__What the task requires__.
List each line of the records that contains the word "white", matching its case exactly.

Data items
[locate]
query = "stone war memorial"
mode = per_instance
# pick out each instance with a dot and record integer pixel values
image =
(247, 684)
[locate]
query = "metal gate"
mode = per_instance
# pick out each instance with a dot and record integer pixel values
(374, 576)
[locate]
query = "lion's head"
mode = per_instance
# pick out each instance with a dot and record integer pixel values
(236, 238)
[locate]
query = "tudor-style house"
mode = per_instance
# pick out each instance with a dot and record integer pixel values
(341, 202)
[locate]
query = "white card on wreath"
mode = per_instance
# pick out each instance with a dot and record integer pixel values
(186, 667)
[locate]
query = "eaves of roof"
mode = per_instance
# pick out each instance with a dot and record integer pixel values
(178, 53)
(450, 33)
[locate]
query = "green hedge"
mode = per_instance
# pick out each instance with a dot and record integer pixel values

--

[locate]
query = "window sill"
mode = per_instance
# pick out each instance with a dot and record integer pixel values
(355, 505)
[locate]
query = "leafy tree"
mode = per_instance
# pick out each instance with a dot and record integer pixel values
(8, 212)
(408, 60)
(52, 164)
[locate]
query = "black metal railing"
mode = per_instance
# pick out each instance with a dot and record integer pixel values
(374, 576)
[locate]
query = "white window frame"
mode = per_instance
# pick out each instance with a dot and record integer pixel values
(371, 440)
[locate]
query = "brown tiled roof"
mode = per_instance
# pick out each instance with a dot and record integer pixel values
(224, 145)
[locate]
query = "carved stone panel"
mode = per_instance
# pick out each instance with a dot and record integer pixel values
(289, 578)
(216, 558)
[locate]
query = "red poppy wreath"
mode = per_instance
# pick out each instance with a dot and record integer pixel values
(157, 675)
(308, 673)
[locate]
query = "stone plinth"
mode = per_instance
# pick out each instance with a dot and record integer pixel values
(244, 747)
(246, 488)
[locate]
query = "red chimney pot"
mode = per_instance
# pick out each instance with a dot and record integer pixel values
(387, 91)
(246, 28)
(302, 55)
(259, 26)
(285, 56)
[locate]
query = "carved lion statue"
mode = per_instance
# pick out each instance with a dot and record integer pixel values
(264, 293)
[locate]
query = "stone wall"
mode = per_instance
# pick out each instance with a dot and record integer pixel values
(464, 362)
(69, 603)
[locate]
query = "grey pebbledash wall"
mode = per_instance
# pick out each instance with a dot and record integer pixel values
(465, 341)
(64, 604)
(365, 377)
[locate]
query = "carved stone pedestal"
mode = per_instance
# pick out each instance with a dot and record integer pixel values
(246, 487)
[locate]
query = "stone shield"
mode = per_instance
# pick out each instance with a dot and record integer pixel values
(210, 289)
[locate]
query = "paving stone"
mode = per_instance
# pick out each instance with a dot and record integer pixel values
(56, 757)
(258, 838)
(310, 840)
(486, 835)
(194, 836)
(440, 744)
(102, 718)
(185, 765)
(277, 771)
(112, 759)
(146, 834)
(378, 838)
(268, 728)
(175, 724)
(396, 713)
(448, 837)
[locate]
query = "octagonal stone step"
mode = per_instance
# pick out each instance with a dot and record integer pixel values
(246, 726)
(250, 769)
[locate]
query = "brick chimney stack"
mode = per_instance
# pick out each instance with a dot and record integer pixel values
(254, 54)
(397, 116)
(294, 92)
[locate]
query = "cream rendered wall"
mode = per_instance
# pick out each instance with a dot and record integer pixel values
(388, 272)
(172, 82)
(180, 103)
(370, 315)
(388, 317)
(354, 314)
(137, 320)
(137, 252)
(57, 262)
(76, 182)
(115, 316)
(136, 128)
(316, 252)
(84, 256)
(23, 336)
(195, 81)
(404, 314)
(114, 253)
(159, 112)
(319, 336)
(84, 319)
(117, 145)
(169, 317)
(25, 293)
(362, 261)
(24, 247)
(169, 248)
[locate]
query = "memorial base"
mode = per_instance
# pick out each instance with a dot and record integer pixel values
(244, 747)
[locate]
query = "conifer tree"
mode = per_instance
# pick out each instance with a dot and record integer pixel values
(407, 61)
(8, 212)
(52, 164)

__Response below__.
query = "white card on wreath"
query = "white window frame"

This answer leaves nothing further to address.